→ **Aim of the exercise**
Continue the abstract on the microfluidic fuel cell from the point where it stops.

→ **Document section**
■ ■ ■
(146a) A Microfluidic Fuel Cell as a Platform for Individual Fuel Cell Component Analysis

Fuel cell-based systems are promising alternative power sources for a range of energy conversion applications due to their high efficiency, high energy density and low emissions. For portable and transportation applications polymer electrolyte membrane (PEM)-based fuel cells, utilizing either hydrogen or small organics as fuels, are considered the most promising configuration [1]. Unfortunately, for widespread commercialization of fuel cell technologies to be realized, significant reductions in system costs and improvements in durability are required. For example, the cathodic oxygen reduction reaction (ORR) requires high loading of expensive platinum (Pt)-based catalysts to maintain acceptable power densities. While alternative Pt-transition metal alloys are being investigated to improve catalytic activity and lower costs, such alloys exhibit insufficient stability under acidic conditions [2]. As recently highlighted in C&E News, the processes that govern individual component (i.e., catalyst layer, Nafion membranes and gas diffusion layers) performance and degradation within an operating fuel cell remain poorly understood [3]. At present, analytical tools for the in-situ investigation of these complex electrochemical and transport phenomena do not exist.
■ ■ ■
→ **Supplied information**
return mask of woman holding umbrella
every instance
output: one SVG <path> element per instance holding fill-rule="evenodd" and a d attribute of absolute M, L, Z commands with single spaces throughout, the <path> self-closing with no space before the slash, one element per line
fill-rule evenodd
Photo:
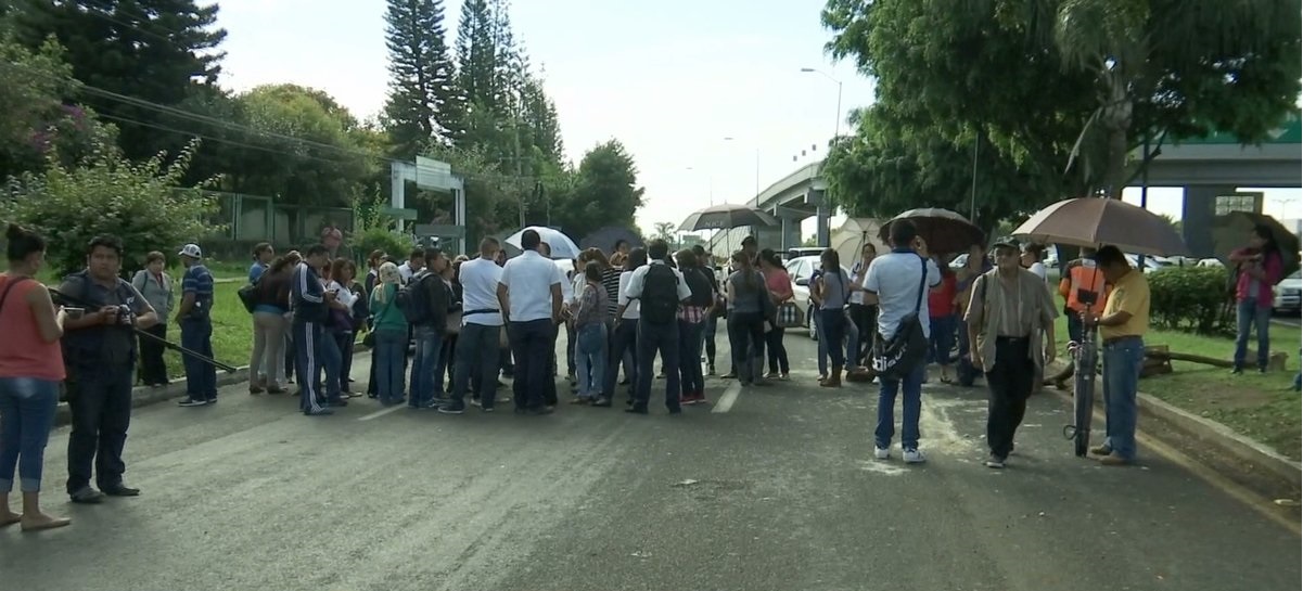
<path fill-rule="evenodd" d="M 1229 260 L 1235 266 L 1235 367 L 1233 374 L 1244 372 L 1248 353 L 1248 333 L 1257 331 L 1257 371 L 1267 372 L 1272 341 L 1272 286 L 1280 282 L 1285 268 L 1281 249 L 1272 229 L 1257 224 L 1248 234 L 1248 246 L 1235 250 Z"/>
■ ■ ■
→ **Reply to the exercise**
To address this need, we have developed a microfluidic fuel cell with a flowing aqueous electrolyte instead of a stationary PEM. The constantly refreshing electrolyte stream eliminates water management issues, facilitates by-product removal (i.e., carbonates) and enables electrolyte flexibility (i.e., no pH restrictions). By placing an external reference electrode at the electrolyte stream outlet, in-situ electrochemical analyses (i.e., CA, CV, EIS) of individual electrode characteristics can be conducted to identify performance-limiting factors. This microfluidic fuel cell enables the experimental versatility of a three-electrode electrochemical cell within an operating fuel cell without disassembly. Both the performance of individual components as well as the effects of operating conditions can be evaluated. We have demonstrated the utility of such an analytical tool by investigating the performance and durability of several novel electrodes and catalysts under acidic and alkaline conditions [4-6]. Here, we will present our ongoing work further investigating electrode degradation processes and optimizing membrane-electrode assemblies (MEAs) for use in conventional PEM-based fuel cells.

References

[1] L. Carrette, K. A. Friedrich and U. Stimming, ChemPhysChem, 1, 2000, 162.

[2] H.A. Gasteiger, S.S. Kocha, B. Sompalli, F.T. Wagner, Appl. Cat., B, 56, 2005, 9.

[3] M. Jacoby, Chem. Eng. News, 87(13) 2009, 39.

[4] R.S. Jayashree, M. Mitchell, D. Natarjan, P.J.A. Kenis, Langmuir, 23, 2007, 6871.

[5] F.R. Brushett, W.P. Zhou, R.S. Jayashree, P.J.A. Kenis, J. Electrochem Soc., 156, 2009, B565.

[6] F.R. Brushett, H.T. Duong, J.W.D. Ng, A. Wieckowski, P.J.A. Kenis, in preparation.